# [Assignment]
Return all of the entries below exactly as they are given.

# [Task data]
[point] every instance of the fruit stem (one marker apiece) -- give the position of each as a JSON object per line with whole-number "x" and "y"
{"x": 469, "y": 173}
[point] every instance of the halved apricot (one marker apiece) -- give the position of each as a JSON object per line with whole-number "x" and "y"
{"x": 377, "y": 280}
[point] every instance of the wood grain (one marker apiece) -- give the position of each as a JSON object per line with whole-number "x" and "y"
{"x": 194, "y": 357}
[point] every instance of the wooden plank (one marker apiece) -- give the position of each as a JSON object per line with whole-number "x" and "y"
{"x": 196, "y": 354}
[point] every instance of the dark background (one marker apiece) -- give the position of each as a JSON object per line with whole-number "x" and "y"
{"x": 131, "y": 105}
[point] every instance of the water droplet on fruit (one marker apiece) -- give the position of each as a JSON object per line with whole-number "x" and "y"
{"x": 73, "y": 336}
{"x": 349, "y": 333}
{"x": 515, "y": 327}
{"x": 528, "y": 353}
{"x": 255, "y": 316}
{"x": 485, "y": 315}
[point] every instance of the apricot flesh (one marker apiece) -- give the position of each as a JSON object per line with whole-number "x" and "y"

# [Answer below]
[point] every instance of the fruit stem (one marker apiece) -- give the position of each as a JSON object per line with whole-number "x" and "y"
{"x": 469, "y": 173}
[point] every instance of the halved apricot (one marker apiece) -- give the position of each as a JSON object per line with whole-number "x" and "y"
{"x": 377, "y": 280}
[point] every instance of the wood grain (one marker apiece) -- give the position of each as a JSON object per line with whole-number "x" and "y"
{"x": 194, "y": 357}
[point] every instance of the wooden plank (one marker apiece) -- give the position of each as a JSON object per line with whole-number "x" and "y"
{"x": 196, "y": 354}
[point] every instance of the dark background (one marker apiece) -- give the position of each as a JSON object per line with whole-number "x" and "y"
{"x": 131, "y": 105}
[point] every instance of the water droplet on fruit (one marker apiece) -- give the position of each as a JSON object per line with whole-number "x" and "y"
{"x": 73, "y": 336}
{"x": 349, "y": 333}
{"x": 515, "y": 327}
{"x": 528, "y": 353}
{"x": 255, "y": 316}
{"x": 485, "y": 315}
[point] every instance of the apricot flesh (one marker apiece) -- give the position of each as a JSON object per line with whole-number "x" and "y"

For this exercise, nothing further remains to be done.